## Outline records for named regions
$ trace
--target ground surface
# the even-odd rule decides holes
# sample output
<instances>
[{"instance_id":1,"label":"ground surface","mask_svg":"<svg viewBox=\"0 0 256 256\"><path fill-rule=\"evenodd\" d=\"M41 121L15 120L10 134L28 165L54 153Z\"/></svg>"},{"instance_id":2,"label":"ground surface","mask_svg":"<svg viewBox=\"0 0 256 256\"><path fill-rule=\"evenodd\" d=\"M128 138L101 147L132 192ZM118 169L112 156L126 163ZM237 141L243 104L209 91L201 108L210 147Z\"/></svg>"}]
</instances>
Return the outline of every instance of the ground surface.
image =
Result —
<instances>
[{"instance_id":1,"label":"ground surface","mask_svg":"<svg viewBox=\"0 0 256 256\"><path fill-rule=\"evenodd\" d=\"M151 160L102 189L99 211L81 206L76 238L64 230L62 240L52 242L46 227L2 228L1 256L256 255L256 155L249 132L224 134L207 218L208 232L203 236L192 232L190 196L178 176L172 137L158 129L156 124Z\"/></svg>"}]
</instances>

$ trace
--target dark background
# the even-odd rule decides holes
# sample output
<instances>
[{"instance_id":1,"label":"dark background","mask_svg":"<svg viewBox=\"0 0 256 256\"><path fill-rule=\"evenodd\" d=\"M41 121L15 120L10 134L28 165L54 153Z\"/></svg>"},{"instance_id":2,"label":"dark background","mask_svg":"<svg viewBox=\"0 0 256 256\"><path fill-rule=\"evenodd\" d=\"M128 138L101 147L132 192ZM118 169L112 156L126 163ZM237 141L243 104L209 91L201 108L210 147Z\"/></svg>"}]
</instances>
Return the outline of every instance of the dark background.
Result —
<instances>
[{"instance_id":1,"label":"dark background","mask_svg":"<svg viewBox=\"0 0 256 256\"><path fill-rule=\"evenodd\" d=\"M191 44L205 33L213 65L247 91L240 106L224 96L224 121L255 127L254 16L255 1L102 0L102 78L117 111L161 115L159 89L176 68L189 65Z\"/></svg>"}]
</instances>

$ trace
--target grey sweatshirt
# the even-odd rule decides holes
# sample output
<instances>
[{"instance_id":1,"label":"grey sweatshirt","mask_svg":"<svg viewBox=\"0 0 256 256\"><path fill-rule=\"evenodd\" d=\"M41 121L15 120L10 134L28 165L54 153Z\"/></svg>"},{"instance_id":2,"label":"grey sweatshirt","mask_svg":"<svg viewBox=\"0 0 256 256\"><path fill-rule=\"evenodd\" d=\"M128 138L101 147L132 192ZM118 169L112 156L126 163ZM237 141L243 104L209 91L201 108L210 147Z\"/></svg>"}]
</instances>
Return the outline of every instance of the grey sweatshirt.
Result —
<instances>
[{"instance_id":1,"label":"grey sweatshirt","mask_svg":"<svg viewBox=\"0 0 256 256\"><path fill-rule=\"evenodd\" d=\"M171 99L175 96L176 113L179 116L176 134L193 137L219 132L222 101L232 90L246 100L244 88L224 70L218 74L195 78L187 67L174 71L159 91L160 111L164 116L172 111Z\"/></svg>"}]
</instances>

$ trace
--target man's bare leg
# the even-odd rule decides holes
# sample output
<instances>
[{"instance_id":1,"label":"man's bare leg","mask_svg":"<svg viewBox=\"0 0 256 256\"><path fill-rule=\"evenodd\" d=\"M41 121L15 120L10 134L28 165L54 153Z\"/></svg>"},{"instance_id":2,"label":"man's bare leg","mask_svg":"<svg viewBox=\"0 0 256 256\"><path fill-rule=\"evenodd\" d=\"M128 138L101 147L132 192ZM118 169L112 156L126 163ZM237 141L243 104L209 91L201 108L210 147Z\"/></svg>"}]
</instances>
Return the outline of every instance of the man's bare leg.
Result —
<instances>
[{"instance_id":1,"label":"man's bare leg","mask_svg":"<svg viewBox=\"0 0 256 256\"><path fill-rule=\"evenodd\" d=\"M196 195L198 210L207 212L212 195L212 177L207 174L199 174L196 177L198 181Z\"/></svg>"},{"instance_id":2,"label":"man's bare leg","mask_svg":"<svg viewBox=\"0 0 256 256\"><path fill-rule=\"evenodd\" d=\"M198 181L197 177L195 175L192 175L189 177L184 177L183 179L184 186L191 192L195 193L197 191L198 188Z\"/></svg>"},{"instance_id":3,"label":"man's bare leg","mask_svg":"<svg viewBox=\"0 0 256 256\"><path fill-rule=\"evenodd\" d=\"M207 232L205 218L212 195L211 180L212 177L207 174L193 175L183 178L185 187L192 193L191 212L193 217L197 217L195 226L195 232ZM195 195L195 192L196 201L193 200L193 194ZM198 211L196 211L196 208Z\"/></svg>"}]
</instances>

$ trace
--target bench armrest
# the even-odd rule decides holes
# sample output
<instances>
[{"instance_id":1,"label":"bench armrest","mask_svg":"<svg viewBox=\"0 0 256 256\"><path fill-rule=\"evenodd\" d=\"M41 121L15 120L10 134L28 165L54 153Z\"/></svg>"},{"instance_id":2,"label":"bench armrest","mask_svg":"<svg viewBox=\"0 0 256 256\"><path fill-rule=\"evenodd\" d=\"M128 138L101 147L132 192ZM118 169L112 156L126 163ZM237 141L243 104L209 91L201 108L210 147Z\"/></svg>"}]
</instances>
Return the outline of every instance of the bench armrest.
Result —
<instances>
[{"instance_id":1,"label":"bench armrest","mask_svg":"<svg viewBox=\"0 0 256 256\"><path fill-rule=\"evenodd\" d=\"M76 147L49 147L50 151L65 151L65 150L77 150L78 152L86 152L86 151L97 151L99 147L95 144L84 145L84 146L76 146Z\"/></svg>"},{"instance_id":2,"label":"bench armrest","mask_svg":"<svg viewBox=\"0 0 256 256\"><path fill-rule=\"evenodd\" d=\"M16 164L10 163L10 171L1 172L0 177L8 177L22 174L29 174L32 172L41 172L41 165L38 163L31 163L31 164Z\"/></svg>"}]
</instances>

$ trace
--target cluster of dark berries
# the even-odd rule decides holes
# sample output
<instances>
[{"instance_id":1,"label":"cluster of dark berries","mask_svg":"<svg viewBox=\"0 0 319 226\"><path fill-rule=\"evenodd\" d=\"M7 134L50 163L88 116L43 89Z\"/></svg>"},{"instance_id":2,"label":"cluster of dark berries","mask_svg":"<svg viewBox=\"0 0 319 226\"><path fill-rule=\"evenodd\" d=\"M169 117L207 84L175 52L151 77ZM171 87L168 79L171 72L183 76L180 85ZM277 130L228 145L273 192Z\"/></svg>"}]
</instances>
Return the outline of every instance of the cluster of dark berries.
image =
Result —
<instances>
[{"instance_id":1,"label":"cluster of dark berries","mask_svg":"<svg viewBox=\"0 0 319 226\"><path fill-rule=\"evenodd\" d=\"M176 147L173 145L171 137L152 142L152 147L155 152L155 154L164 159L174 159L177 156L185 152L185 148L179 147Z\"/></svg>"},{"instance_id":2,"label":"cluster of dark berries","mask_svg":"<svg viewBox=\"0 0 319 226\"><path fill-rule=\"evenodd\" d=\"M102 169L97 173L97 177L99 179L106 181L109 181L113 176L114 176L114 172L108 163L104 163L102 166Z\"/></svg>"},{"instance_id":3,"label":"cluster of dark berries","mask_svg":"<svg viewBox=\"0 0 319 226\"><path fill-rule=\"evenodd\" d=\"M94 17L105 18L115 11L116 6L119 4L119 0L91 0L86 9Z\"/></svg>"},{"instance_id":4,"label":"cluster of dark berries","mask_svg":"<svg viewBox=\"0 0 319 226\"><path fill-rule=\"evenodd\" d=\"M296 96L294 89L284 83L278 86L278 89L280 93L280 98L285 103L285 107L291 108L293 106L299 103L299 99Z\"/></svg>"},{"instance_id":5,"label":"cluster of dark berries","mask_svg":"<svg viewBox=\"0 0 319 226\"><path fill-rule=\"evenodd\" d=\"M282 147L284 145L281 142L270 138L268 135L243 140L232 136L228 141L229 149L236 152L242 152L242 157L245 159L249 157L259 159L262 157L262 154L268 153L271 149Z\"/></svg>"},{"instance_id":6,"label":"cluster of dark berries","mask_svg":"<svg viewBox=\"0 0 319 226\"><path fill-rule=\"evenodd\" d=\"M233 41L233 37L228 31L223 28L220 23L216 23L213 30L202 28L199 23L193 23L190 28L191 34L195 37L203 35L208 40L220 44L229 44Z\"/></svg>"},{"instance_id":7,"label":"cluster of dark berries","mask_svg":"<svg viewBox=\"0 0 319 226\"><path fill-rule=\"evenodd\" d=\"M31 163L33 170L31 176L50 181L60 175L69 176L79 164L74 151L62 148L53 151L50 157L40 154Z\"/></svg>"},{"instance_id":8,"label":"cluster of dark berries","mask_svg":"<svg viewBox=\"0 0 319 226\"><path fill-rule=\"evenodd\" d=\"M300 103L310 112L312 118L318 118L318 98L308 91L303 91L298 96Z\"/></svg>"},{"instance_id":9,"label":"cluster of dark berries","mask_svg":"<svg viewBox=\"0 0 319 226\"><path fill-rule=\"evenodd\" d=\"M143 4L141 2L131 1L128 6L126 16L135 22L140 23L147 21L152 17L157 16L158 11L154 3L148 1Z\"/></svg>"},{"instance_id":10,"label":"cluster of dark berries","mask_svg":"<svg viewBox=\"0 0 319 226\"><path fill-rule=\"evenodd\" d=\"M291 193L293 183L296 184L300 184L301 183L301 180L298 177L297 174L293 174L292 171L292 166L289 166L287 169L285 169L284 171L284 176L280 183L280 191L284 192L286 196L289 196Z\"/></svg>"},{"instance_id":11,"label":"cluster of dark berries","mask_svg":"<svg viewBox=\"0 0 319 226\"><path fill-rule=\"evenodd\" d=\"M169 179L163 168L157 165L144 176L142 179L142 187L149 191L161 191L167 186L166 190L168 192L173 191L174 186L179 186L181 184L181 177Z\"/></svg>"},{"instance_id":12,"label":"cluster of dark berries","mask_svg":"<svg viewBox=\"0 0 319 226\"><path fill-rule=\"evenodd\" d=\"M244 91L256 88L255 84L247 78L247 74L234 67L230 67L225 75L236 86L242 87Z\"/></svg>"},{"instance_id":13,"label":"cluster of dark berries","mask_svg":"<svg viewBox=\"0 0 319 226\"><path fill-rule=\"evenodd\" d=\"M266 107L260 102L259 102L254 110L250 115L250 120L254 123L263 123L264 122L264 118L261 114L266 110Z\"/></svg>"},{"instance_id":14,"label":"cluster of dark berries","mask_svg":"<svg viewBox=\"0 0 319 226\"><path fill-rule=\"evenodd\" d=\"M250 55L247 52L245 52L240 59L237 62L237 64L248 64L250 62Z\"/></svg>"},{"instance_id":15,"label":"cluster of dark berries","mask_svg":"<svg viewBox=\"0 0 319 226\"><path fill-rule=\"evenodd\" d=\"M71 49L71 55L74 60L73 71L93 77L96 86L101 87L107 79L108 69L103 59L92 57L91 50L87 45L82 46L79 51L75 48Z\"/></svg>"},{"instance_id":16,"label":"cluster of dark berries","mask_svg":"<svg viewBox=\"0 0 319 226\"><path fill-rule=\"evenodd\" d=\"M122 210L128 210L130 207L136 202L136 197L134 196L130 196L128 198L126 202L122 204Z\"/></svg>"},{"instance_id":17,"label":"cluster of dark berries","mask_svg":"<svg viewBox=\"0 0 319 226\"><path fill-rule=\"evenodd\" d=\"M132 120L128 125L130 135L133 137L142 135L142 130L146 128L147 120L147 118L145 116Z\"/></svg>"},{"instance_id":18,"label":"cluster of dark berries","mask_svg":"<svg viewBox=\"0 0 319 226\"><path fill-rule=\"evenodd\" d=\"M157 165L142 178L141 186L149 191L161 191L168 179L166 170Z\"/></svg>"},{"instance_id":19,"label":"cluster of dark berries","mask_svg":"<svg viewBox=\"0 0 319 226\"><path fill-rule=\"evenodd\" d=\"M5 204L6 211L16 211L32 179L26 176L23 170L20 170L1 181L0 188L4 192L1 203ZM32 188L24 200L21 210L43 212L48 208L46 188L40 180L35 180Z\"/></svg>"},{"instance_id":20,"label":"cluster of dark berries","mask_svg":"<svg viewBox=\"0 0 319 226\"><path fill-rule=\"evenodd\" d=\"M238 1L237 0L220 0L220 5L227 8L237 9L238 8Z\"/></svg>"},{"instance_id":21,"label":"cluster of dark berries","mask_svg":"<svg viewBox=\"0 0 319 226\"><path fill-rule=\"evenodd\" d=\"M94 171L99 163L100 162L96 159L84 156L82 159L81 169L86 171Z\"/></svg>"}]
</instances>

## Instructions for the task
Show each line of the data above that contains the string "target".

## Full answer
--target ground surface
--target dark background
--target grey sweatshirt
--target man's bare leg
--target bench armrest
--target cluster of dark berries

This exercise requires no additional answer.